Copy every one of the items below word for word, leaving nothing out and changing nothing.

◆ ◆ ◆

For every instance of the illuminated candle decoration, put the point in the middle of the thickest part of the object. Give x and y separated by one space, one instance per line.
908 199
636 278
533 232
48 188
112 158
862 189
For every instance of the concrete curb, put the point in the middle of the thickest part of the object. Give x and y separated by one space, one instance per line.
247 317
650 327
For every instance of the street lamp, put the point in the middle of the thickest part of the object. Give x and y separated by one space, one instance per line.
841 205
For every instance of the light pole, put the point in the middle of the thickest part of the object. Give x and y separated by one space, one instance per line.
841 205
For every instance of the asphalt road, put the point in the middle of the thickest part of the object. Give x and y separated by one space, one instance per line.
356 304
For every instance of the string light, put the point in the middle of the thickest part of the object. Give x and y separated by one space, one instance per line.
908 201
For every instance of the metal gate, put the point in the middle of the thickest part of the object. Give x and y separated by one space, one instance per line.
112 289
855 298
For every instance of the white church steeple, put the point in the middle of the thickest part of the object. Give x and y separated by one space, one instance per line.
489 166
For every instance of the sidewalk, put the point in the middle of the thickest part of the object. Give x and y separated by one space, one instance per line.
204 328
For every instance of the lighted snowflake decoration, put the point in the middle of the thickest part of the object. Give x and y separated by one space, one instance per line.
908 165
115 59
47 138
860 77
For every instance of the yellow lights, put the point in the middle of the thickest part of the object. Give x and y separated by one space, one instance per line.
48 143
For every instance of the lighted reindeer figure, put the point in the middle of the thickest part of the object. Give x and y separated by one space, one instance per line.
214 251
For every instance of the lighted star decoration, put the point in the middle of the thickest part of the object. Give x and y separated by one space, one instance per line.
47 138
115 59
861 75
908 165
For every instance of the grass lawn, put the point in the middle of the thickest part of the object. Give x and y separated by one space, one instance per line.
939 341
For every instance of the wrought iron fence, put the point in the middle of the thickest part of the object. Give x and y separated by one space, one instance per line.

◆ ◆ ◆

Answer to the exercise:
For every instance of the illuminated candle decoration, put the point in the middle of the thickest part of the object. Give x and y separated by one space, one instance per line.
908 199
636 278
533 232
48 188
112 158
862 189
For every instance of the concrete curb, put the point in the middle of the thickest part of the object. Give x and y separated by one space, one instance per line.
247 317
650 327
For every instance of the street lamp, put the point in the middle of the thickest part of the object. Give x and y separated by one space, one instance per line.
841 205
For every instance of the light pole, put the point in the middle of the thickest part of the object. Give x and y separated by one space, one instance per line.
841 205
For every instance of the asphalt road, put the point in the middle of the thickest part of the object. Give x and y separated by one space, one instance per line.
356 304
For every instance of the string light, put the point in the middle of the thickest part of the object. Give x and y separated by one space, one instance per line.
908 201
For every instance of the metal gate, put the point in the middle of the thickest part of the object. Give x and y separated by one space, one instance per line.
112 289
855 298
For every instance of the white church steeple, put the point in the middle of the thickest part of the object. Give x and y separated by one space, one instance per line.
489 166
For every instance of the sidewalk, put the point in the middle of the thickest part of the object. Give x and y separated by one space, one instance per line.
204 328
For every instance of the lighted snowflake decoration, put the point in the middle of the thickest part of the object. Give x and y separated by one space, one instance per line.
908 165
115 59
47 138
860 77
For every instance of the yellow lights, put the point in the middle of the thickest part of the object. Give x and y separated by one space, one instance per line.
48 143
For every instance of the lighted reindeer figure, put the point in the middle of the thickest part of the object. Give x and y separated by one space, one instance per line.
214 251
For every instance of the lighted star decoration, put the point in the middle of the thickest part of the object. Give x and y separated by one space, one instance per line.
47 138
115 59
861 75
908 165
For every instance of the grass lawn, put the point in the middle of the thickest part of the object. Give x and y separated by one space, one instance per line.
939 341
For every instance of the wrought iron fence, put the point in the middle of the thickest part of the object. Give x and y separated by one space, one instance per line.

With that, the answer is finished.